TASK ▸
Copy out exactly the lines from the line containing "black jeans, reported" to the end of the listing.

Excerpts of pointing data
::::
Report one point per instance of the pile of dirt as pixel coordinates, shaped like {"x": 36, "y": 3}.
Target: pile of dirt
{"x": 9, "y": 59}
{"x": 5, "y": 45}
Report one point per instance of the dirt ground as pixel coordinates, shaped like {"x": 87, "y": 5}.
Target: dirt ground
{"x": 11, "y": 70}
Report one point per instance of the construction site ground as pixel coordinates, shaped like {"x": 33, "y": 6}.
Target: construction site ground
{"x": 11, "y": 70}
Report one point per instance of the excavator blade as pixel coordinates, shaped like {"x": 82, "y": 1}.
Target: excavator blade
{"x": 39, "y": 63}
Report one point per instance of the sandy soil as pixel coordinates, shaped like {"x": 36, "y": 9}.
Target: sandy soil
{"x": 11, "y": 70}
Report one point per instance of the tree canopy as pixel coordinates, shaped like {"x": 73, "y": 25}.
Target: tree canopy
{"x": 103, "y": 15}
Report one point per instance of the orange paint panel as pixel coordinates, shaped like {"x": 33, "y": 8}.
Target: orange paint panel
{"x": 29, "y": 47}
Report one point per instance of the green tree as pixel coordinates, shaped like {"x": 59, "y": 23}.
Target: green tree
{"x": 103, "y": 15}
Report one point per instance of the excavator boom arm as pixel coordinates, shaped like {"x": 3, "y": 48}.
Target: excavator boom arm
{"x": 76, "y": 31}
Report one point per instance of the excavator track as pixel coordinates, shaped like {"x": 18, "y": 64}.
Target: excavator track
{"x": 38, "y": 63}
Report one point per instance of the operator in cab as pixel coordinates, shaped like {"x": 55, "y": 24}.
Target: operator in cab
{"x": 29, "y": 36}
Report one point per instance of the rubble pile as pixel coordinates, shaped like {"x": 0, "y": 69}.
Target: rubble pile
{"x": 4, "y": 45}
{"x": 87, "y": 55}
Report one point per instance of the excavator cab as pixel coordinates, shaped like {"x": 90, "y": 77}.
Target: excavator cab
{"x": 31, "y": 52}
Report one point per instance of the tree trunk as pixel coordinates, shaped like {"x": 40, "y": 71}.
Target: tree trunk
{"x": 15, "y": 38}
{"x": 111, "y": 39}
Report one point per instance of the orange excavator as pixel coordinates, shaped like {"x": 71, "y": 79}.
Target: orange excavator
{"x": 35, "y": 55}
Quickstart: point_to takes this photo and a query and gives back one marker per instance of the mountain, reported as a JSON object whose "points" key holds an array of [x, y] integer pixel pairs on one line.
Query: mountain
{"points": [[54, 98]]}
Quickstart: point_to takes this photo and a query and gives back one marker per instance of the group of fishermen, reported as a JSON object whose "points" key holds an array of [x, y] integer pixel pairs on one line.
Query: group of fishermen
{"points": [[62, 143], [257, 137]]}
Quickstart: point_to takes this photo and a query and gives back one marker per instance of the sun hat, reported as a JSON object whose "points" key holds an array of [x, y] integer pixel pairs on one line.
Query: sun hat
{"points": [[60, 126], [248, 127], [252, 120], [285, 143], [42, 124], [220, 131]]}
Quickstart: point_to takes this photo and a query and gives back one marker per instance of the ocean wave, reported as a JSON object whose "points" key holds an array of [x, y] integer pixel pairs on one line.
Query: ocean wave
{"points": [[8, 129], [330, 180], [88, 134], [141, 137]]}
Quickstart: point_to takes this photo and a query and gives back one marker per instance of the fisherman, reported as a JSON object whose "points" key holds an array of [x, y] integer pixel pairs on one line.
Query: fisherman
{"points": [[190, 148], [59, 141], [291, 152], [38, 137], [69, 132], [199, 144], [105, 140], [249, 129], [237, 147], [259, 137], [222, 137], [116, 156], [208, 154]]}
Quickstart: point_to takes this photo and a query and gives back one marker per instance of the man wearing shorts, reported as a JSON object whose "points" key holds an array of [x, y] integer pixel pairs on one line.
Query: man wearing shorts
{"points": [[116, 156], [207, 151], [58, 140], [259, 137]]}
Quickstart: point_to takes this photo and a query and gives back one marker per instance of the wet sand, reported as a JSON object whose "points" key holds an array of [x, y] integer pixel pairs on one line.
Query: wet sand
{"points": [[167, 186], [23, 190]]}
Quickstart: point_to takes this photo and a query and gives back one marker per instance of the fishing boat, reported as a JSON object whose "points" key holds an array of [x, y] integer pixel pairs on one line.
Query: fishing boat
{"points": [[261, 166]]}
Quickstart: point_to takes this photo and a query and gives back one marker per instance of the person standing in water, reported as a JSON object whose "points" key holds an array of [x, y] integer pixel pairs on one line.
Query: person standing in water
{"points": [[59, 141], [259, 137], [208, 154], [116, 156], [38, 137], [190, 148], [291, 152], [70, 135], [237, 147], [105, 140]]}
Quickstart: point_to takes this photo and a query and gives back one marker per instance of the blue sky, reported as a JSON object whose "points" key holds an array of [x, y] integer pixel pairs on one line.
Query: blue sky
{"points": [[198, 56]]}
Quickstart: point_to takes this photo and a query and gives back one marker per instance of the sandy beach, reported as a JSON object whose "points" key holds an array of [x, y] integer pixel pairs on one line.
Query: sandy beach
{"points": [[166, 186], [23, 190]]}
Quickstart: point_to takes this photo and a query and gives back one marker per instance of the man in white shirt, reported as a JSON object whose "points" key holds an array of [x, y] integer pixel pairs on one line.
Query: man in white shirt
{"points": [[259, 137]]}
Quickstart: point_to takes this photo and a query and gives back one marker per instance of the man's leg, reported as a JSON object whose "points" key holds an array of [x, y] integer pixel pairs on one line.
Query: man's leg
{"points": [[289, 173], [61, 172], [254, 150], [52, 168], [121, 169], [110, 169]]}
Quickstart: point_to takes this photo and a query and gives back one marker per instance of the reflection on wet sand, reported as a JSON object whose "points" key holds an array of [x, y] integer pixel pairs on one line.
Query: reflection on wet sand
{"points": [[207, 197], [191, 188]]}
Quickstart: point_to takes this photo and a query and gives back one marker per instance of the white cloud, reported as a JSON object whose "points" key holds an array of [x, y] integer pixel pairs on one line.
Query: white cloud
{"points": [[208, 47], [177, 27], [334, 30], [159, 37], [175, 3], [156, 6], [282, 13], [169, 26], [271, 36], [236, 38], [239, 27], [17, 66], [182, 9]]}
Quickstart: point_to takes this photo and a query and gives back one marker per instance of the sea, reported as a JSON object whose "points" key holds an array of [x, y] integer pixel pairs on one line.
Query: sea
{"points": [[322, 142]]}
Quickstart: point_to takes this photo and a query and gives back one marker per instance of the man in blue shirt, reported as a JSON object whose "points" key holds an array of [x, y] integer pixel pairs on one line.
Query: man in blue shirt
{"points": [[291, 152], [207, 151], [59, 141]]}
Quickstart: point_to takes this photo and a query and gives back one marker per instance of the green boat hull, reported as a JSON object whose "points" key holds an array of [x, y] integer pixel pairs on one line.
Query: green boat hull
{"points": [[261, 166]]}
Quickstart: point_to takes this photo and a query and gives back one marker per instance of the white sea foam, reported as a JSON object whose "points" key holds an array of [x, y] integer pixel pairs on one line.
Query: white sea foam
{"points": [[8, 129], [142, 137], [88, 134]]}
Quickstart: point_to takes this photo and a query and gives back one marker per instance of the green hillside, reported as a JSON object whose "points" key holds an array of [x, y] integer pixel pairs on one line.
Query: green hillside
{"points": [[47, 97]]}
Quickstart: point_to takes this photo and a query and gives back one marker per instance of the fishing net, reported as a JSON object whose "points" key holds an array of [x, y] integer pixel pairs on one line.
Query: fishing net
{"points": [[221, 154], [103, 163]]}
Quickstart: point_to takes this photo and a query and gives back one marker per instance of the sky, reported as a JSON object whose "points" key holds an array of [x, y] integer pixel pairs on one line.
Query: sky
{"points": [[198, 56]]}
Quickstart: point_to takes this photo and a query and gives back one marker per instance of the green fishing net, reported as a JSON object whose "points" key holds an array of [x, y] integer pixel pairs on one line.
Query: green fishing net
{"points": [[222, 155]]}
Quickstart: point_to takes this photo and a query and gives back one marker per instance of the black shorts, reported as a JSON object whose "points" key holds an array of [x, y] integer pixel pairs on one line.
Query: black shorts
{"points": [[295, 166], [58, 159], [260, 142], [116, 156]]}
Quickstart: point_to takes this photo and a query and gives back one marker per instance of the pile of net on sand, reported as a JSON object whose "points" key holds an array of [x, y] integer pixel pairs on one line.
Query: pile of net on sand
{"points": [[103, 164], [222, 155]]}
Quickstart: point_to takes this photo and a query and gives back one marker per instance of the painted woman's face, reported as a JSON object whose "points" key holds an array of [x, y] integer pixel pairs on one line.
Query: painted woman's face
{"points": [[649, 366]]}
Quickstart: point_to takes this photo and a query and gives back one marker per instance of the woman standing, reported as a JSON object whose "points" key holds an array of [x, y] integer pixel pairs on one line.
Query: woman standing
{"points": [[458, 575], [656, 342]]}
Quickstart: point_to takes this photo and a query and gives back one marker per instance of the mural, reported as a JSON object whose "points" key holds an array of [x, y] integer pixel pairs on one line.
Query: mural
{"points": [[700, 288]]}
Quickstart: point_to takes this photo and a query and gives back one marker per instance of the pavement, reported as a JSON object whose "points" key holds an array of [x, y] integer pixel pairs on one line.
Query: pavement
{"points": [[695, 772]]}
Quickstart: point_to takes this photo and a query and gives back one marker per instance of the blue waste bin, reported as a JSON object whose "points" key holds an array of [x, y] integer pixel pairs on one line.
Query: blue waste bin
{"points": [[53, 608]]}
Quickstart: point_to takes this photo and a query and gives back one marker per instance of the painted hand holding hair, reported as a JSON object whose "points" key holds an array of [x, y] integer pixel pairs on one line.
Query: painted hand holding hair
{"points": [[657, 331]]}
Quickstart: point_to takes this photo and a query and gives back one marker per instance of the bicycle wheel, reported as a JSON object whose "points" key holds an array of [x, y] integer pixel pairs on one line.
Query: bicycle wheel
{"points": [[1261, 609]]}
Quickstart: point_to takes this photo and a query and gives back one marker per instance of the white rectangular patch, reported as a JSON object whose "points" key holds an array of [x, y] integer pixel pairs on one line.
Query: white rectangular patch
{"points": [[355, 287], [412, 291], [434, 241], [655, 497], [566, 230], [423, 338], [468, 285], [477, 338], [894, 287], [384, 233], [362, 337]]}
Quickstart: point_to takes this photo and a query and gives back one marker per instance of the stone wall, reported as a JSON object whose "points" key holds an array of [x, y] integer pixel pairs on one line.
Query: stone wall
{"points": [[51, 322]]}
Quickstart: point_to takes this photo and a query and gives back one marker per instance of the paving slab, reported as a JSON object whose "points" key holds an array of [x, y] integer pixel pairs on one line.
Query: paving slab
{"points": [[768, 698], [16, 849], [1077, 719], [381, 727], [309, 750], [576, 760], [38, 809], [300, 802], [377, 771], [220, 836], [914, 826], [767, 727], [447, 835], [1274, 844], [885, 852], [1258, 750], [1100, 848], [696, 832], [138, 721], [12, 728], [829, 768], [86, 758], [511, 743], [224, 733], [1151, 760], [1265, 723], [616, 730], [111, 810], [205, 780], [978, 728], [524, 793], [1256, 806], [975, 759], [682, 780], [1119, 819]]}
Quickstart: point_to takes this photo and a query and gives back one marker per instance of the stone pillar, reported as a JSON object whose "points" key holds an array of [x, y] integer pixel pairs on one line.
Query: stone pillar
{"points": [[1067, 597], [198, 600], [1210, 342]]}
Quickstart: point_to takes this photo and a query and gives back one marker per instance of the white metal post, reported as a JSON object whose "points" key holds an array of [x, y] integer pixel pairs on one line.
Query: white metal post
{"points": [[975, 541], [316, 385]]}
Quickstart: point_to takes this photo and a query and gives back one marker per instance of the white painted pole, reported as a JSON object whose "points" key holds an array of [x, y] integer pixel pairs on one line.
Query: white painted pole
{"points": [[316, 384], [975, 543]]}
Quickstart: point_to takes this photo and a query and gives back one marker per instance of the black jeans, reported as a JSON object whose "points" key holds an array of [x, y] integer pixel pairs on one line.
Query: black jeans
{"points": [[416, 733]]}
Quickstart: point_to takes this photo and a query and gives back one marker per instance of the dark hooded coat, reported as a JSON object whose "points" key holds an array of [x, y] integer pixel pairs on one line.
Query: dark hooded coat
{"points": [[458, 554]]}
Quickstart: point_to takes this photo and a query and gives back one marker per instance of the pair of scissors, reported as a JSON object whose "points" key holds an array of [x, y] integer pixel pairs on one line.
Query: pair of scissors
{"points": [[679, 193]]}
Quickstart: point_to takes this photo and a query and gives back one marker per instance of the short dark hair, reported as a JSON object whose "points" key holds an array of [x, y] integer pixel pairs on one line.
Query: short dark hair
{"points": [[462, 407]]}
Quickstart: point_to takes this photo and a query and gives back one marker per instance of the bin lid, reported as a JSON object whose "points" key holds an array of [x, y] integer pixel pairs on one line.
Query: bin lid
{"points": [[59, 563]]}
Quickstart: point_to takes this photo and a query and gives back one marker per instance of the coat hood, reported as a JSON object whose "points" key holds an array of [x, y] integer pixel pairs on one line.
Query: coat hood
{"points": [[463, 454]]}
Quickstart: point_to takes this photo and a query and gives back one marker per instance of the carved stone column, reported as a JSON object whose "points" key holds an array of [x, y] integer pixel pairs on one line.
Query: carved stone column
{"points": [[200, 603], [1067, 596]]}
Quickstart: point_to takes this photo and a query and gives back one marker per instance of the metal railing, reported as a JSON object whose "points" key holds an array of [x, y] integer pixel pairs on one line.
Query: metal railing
::::
EXPECTED ANSWER ▸
Quickstart: point_to takes this photo and a query and gives back one marker per instance of the black jeans, reported as a JSON object whose "points" key holds an array of [x, y] integer pixel pairs on one line.
Query: black jeans
{"points": [[416, 733]]}
Quickstart: point_to takes this photo and a query and gives back one marker per instance of the dark hooded coat, reported as a JSON object whose "points" key holds an array of [x, y] integer pixel pairs on one line.
Query: dark hooded coat
{"points": [[458, 554]]}
Quickstart: point_to takes this photo and a query and gives back one marker per instance of the pair of scissors, reported as a JSON object whose "points" key holds an array of [x, y] integer pixel pairs on one line.
Query: pair of scissors
{"points": [[679, 193]]}
Quickstart: point_to takes this photo and a query and gives back one marker per instance of the short dark hair, reported as a JSON object whose "points" key holds an array of [x, y] integer pixel pairs on one line.
Query: short dark hair
{"points": [[462, 407]]}
Quickstart: point_to takes this photo and a query and gives back one marker per instance of the bin lid, reported as a JSON object whose "points" key holds an array of [x, y] integer pixel pairs on one line.
Query: bin lid
{"points": [[59, 563]]}
Quickstart: point_to takes this photo and a query and gives back one marker per instance of the coat hood, reported as a JSON object whose "points" key holds an array of [x, y] integer pixel pairs on one line.
Query: coat hood
{"points": [[463, 454]]}
Quickstart: point_to takes this photo and a query and gives back one marker per instance of the carved stone column, reported as a JSON object whose "points" key holds an array of [x, y] integer pixel pairs on one line.
Query: carved stone column
{"points": [[200, 603], [1067, 596]]}
Quickstart: point_to takes this photo and a query and gives back one marker per instance of the metal railing, reported as a JSON object whose "points" key holds an array of [x, y] integer pixel pairs on one line.
Query: metal railing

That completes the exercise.